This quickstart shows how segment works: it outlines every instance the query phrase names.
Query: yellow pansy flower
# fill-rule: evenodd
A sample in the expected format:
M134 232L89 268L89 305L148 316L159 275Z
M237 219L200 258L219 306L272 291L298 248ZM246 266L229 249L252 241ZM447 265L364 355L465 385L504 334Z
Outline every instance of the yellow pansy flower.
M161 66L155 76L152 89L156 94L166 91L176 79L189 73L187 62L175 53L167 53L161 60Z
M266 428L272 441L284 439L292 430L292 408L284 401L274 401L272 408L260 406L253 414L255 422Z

* * * *

→ **WORK TO BE COMPLETED**
Reproduce the items above in full, replacing each occurrence of "pansy" with "viola" and changing nothing else.

→ **RESPONSE**
This quickstart shows how segment works: it outlines every instance the query phrase names.
Query: yellow viola flower
# fill-rule: evenodd
A sample in the expected format:
M134 232L89 268L89 305L148 316L159 275Z
M237 219L200 258L219 306L272 291L298 248ZM246 266L229 249L252 241ZM447 265L364 355L465 385L504 334Z
Outline every instance of the yellow viola flower.
M161 66L155 76L152 89L156 94L166 91L176 79L189 73L187 62L175 53L167 53L161 60Z
M266 428L272 441L284 439L292 430L292 408L284 401L274 401L272 408L260 406L253 414L255 422Z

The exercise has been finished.